Start of Supplied records

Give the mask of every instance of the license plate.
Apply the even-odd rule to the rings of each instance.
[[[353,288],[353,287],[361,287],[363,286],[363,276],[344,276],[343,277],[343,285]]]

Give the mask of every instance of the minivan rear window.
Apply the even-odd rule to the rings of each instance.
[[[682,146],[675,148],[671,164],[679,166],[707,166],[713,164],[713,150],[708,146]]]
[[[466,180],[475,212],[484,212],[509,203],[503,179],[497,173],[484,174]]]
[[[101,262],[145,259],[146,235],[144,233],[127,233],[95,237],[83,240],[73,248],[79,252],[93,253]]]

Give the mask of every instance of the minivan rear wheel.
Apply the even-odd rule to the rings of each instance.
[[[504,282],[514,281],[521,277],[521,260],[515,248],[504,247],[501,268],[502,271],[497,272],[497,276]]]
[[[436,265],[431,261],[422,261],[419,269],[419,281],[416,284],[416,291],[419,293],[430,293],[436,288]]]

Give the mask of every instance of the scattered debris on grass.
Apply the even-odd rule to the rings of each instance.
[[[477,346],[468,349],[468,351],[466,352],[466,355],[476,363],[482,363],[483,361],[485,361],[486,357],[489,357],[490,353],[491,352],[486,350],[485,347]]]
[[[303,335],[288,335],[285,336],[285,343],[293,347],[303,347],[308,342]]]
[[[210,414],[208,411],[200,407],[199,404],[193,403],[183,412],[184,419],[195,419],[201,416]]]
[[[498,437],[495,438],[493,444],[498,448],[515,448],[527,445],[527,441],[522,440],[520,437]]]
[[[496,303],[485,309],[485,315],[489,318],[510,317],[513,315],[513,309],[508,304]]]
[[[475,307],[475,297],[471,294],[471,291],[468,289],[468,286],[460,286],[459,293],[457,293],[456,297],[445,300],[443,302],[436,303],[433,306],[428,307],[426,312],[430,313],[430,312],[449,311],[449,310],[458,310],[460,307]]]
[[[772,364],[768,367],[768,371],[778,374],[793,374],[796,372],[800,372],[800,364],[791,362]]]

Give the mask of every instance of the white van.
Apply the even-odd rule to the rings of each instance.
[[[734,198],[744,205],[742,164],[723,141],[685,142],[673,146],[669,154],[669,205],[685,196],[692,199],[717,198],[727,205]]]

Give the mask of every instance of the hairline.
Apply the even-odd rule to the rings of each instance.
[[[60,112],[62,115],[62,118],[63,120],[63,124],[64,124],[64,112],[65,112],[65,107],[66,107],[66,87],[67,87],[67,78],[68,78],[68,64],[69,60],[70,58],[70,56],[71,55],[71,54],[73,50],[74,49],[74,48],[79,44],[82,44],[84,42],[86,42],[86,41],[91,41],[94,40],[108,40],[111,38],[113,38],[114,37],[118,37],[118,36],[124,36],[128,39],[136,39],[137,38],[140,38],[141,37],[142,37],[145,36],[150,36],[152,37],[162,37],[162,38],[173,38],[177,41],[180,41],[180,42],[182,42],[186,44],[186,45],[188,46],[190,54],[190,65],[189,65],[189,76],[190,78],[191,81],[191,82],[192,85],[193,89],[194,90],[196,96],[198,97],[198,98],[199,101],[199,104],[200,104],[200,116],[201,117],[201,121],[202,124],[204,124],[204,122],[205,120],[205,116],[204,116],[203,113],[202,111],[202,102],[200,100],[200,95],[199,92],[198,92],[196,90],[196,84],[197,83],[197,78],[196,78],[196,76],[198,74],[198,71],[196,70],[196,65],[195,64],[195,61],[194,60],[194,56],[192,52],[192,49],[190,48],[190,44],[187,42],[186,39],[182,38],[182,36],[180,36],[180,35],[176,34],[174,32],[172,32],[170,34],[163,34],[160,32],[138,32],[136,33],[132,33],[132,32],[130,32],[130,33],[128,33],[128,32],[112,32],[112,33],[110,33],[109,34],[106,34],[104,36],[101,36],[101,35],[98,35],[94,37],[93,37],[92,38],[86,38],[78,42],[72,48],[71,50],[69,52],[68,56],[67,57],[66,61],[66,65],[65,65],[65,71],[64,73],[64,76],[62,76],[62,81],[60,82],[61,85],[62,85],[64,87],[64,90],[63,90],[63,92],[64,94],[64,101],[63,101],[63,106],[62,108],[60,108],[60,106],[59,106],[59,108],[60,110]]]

End of Supplied records

Exercise task -
Print the whole listing exactly as it is.

Problem solution -
Give the mask of every instance of the license plate.
Apply the even-odd rule to the rings of each instance.
[[[353,288],[353,287],[361,287],[363,286],[363,276],[344,276],[343,277],[343,285]]]

Give the mask of every instance of the minivan rear window.
Apply the even-odd rule to the rings of each instance.
[[[682,146],[675,148],[671,164],[679,166],[707,166],[713,164],[713,150],[708,146]]]
[[[466,180],[475,212],[484,212],[509,203],[503,179],[497,173],[484,174]]]
[[[101,262],[145,259],[146,235],[144,233],[127,233],[95,237],[83,240],[73,248],[79,252],[93,253]]]

Give the mask of every instance of the minivan rear wheel.
Apply the even-odd rule to the rings of each instance.
[[[504,282],[514,281],[521,277],[521,260],[515,248],[504,247],[501,268],[502,271],[497,272],[497,276]]]
[[[436,265],[431,261],[422,261],[419,269],[419,281],[416,284],[416,291],[419,293],[430,293],[436,288]]]

Give the mask of every instance of the scattered debris on grass.
Apply the even-odd rule to the rings of each instance.
[[[477,346],[468,349],[468,351],[466,352],[466,355],[476,363],[482,363],[483,361],[485,361],[486,357],[489,357],[490,353],[491,352],[486,350],[485,347]]]
[[[303,335],[288,335],[285,336],[285,343],[293,347],[303,347],[308,342]]]
[[[210,414],[208,411],[200,407],[199,404],[193,403],[183,412],[184,419],[195,419],[201,416]]]
[[[498,437],[495,438],[493,444],[498,448],[515,448],[527,445],[527,441],[522,440],[520,437]]]
[[[496,303],[485,309],[485,315],[489,318],[510,317],[513,315],[513,309],[508,304]]]
[[[475,307],[475,297],[471,294],[471,291],[468,289],[468,286],[460,286],[459,293],[457,293],[456,297],[445,300],[443,302],[436,303],[433,306],[428,307],[426,312],[430,313],[430,312],[449,311],[449,310],[458,310],[460,307]]]
[[[772,364],[768,367],[768,371],[778,374],[793,374],[796,372],[800,372],[800,364],[791,362]]]

Give the mask of every instance of the white van.
Apply the even-odd rule to the rings of each instance.
[[[734,198],[744,205],[742,164],[723,141],[685,142],[673,146],[669,154],[669,205],[685,196],[692,199],[717,198],[727,205]]]

Give the mask of every instance of the hairline.
Apply the even-odd rule to the rings of each instance.
[[[60,112],[62,115],[62,118],[63,120],[63,124],[64,124],[64,112],[65,112],[65,107],[66,107],[66,87],[67,87],[67,78],[68,78],[68,64],[69,60],[70,58],[70,56],[71,55],[71,54],[73,50],[74,49],[74,48],[79,44],[82,44],[84,42],[86,42],[86,41],[91,41],[94,40],[108,40],[111,38],[113,38],[114,37],[118,37],[118,36],[124,36],[128,39],[136,39],[137,38],[140,38],[141,37],[142,37],[145,36],[150,36],[152,37],[162,37],[162,38],[173,38],[177,41],[180,41],[180,42],[182,42],[186,44],[186,45],[188,46],[190,54],[190,65],[189,65],[189,76],[190,78],[191,81],[191,82],[192,85],[193,89],[194,90],[196,96],[198,97],[198,98],[199,101],[199,104],[200,104],[200,116],[201,117],[201,121],[202,124],[204,124],[204,122],[205,120],[205,116],[204,116],[203,113],[202,111],[202,102],[200,100],[200,95],[199,92],[198,92],[196,90],[196,84],[197,83],[197,78],[196,78],[196,76],[198,74],[198,71],[196,70],[196,65],[195,64],[195,61],[194,60],[194,56],[192,52],[192,49],[190,48],[190,44],[187,42],[186,39],[182,38],[182,36],[180,36],[180,35],[176,34],[174,32],[172,32],[170,34],[163,34],[160,32],[138,32],[136,33],[132,33],[132,32],[130,32],[130,33],[128,33],[128,32],[112,32],[112,33],[110,33],[109,34],[106,34],[104,36],[101,36],[101,35],[98,35],[94,37],[93,37],[92,38],[86,38],[78,42],[72,48],[71,50],[69,52],[68,56],[67,57],[66,61],[66,65],[65,65],[65,71],[64,73],[64,76],[62,76],[62,81],[60,82],[61,85],[62,85],[64,87],[64,90],[63,90],[63,92],[64,94],[64,101],[63,101],[63,106],[62,108],[60,108],[60,106],[59,106],[59,108],[60,110]]]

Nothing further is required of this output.